**Stated goal A**
Gather every line of the rows that contains the string "street".

**Text section**
=======

# Denver's a Top 5 West Team



## Sliccat (Oct 16, 2004)

I'm calling it now. Nene, JR, Melo and Billups are all going to have up years. Write it down.


----------



## pac4eva5 (Dec 29, 2005)

only if melo gets his jumper back...


----------



## darth-horax (Nov 21, 2005)

He will...it's only a few games in. Relax.


----------



## pac4eva5 (Dec 29, 2005)

lol, try since last march. his jumper has been awful for his standards.


----------



## nbanoitall (May 21, 2004)

What the Denver Nugget front office does from here will be of great importance if we are in fact going to compete in the West. On paper this trade looks great. But now we aren't sure we are going to get Dice. I hear Dice is upset with the former Nugget management. Well those guys aren't here anymore. The Nuggets made the trade for a reason back then and he should understand that. The Nuggets shouldn't play ball with a buyout. They should encourage him to come to the team and of course have Melo and Karl campaign for it. But at the end of the day the Nuggets didn't treat him that horribly.... he needs to be a professional and show up. I would not buy him out.

=======

**Input records**
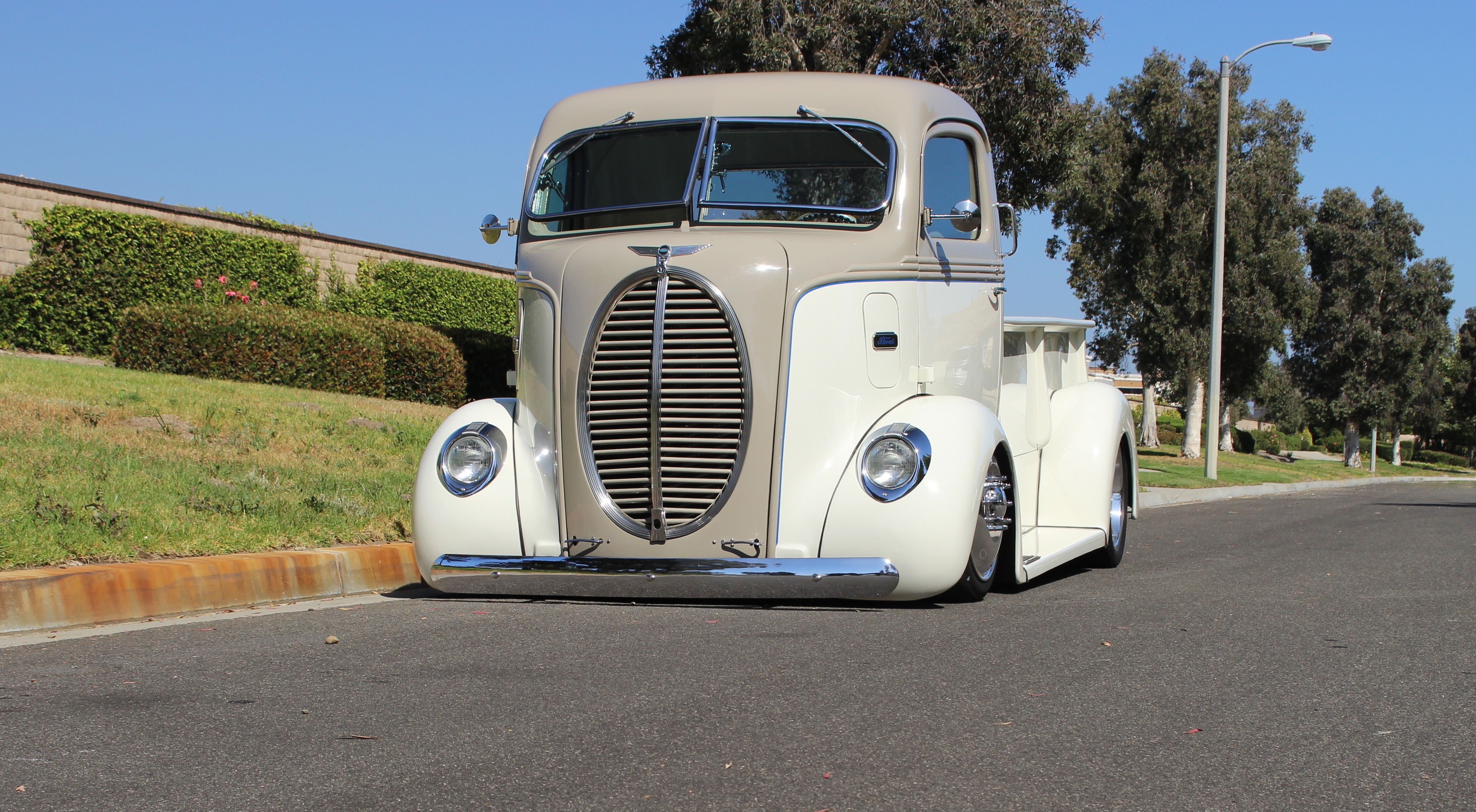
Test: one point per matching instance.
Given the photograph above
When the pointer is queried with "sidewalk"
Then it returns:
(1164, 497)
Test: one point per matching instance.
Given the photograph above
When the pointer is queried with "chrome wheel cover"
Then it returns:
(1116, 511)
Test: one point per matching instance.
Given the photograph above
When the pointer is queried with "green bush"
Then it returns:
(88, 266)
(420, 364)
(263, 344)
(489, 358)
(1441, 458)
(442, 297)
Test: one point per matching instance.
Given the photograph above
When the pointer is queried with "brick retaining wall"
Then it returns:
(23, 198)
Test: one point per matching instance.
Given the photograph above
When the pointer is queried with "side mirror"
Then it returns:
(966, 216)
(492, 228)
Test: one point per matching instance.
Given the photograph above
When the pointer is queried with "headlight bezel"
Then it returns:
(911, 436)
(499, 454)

=======

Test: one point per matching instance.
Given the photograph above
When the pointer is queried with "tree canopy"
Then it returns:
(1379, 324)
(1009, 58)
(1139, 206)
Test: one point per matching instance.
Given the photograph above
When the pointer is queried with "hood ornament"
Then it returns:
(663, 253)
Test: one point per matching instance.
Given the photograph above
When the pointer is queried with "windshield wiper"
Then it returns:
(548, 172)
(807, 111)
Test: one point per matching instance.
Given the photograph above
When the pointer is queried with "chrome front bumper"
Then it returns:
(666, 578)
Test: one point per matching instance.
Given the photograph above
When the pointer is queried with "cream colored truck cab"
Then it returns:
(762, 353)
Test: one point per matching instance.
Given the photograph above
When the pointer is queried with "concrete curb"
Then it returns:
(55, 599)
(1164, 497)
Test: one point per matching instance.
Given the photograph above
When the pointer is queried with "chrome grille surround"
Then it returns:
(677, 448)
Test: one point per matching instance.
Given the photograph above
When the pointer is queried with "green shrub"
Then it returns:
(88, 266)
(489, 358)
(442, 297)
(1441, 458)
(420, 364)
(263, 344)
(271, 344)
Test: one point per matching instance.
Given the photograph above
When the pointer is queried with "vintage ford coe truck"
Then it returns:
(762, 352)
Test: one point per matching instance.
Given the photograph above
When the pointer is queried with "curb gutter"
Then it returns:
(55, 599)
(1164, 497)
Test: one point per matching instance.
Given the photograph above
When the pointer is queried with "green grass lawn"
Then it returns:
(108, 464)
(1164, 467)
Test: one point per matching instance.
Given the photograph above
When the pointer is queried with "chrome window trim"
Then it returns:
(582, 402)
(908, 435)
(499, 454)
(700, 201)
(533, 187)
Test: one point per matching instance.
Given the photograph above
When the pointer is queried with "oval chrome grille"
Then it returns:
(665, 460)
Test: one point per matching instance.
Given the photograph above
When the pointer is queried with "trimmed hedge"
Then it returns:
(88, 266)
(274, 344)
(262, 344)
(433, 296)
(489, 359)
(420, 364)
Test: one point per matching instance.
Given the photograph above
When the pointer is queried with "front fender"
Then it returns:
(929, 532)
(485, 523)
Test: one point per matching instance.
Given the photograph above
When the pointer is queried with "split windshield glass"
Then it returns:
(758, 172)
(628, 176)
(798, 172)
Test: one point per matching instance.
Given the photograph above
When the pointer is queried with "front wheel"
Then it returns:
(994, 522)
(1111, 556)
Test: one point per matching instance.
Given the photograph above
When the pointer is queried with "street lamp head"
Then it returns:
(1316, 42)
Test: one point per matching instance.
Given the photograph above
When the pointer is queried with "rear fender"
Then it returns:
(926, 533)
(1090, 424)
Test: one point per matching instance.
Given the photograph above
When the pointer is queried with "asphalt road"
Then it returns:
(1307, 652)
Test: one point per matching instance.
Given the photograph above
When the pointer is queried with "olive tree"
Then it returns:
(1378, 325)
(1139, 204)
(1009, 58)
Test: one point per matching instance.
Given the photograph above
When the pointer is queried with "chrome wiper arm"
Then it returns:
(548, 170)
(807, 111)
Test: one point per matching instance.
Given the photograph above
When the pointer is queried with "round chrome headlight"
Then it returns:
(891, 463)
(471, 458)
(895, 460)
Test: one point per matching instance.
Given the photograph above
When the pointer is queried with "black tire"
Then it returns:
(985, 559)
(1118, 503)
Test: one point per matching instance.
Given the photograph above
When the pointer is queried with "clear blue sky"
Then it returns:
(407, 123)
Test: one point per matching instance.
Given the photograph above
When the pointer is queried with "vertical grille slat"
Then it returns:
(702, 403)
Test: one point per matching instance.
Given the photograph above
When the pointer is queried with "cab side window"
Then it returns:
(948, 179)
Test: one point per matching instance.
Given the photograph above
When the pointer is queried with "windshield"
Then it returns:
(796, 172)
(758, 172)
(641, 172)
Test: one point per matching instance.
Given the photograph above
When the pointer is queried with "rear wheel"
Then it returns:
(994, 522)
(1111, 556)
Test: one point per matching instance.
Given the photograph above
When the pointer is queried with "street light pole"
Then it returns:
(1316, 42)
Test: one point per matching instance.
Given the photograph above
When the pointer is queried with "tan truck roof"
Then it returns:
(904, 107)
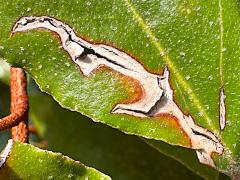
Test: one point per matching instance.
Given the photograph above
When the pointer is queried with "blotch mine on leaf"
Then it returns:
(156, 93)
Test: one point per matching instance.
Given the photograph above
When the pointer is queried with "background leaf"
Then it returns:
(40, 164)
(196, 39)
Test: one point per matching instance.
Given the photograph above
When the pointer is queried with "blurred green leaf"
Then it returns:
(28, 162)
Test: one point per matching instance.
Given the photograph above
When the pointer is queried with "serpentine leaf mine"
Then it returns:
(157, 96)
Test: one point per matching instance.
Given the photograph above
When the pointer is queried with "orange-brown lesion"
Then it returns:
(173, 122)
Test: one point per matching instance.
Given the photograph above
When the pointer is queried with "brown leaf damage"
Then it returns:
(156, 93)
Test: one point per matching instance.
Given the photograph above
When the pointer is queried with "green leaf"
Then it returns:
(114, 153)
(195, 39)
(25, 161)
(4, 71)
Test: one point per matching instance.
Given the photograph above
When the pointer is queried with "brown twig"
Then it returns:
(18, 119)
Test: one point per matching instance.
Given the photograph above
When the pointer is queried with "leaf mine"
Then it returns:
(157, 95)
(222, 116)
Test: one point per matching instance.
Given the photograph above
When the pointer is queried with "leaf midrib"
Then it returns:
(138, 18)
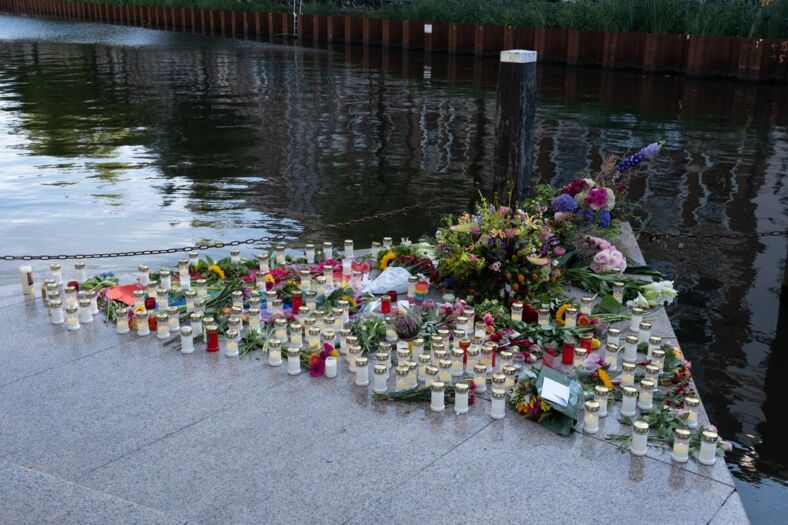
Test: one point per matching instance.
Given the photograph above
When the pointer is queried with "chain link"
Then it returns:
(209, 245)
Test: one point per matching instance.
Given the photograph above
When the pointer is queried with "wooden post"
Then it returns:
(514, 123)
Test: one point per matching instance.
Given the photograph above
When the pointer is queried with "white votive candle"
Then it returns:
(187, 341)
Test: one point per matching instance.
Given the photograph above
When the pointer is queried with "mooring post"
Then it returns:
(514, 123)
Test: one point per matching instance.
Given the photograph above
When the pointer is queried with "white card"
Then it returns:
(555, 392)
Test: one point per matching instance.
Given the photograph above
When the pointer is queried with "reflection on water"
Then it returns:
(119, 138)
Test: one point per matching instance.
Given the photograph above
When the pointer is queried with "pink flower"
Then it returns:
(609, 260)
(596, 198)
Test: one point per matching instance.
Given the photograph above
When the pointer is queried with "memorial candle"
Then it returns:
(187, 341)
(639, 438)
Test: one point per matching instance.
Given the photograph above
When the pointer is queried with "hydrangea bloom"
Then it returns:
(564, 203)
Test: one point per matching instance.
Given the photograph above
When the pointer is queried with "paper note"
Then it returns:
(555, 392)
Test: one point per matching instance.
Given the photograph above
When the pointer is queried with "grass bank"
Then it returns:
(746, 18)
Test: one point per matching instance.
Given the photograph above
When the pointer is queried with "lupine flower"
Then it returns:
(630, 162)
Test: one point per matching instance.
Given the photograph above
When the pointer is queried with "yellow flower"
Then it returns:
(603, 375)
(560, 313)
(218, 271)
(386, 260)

=======

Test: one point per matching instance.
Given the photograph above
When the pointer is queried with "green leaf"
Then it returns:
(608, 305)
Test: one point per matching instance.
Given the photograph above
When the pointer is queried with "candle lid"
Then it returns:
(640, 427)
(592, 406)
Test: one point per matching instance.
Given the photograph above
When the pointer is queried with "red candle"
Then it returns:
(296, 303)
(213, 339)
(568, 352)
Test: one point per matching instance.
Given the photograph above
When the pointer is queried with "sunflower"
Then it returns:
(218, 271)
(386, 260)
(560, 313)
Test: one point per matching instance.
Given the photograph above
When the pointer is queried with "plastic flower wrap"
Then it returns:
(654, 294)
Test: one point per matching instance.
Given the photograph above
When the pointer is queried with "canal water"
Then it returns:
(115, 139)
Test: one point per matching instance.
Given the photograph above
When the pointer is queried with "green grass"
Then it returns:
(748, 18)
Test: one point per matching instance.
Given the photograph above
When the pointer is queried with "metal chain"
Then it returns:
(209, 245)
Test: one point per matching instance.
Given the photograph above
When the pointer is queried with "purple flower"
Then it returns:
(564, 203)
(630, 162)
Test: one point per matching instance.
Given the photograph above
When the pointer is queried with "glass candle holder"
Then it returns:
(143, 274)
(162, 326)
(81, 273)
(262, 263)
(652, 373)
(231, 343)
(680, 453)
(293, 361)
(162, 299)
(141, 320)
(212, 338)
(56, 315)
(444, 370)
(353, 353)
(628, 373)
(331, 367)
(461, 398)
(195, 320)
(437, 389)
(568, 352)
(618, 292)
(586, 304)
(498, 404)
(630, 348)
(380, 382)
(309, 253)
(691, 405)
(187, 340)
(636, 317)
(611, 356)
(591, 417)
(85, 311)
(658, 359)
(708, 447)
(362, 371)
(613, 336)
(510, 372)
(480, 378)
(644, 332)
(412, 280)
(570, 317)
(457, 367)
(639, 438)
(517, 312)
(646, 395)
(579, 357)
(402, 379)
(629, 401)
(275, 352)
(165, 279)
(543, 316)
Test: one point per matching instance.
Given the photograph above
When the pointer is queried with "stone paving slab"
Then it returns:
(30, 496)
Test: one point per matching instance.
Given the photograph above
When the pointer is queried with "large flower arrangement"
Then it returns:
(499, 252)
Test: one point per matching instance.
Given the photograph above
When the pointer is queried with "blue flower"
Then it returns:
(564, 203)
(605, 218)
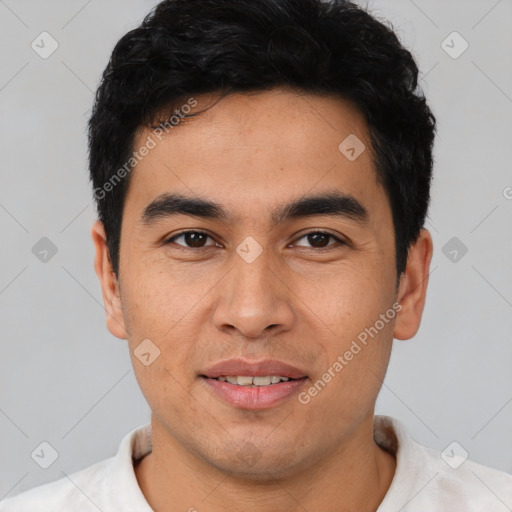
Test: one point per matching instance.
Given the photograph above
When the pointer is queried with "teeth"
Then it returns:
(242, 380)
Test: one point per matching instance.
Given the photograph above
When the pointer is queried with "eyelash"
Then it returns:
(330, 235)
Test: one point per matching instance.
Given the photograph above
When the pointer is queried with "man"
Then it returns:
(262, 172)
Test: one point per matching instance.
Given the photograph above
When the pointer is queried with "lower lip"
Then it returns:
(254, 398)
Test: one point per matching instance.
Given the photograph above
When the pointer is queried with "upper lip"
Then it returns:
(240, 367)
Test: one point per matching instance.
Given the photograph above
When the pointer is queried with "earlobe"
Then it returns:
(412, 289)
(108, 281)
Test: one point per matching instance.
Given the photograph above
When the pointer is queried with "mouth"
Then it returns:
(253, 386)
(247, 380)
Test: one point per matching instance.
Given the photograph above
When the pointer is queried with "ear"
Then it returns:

=======

**Stated goal B**
Extend the forum thread about the Denver Nuggets, picking up from its final post.

**Final result A**
When the pointer is queried with "street lamp head"
When the pointer is queried with "street light pole"

**Final result B**
Assuming we actually add Dice that does sure up our front court. However I think we need one more trade to bring in one more piece to make this happen. That likely means Hunter, Atkins, and draft picks are involved. Depending on what is coming back I could see Kleiza traded in the right deal... especially if we aren't coming to terms on a long term deal.


----------



## Ruff Draft (Nov 21, 2004)

Having someone play lock-down defense, and create shots for everyone else is going to jump start Denver. Nene and K-Mart especially.


----------



## B-Roy (Feb 12, 2008)

What happens when Nene/Kenyon get injured?


----------



## pac4eva5 (Dec 29, 2005)

then the season is over.


----------



## darth-horax (Nov 21, 2005)

Nah, we'll just pull a Broncos move and have AC run center.


----------



## Sliccat (Oct 16, 2004)

This statement was made when I thought McDyess was staying. They're still a playoff team, but they need another big man.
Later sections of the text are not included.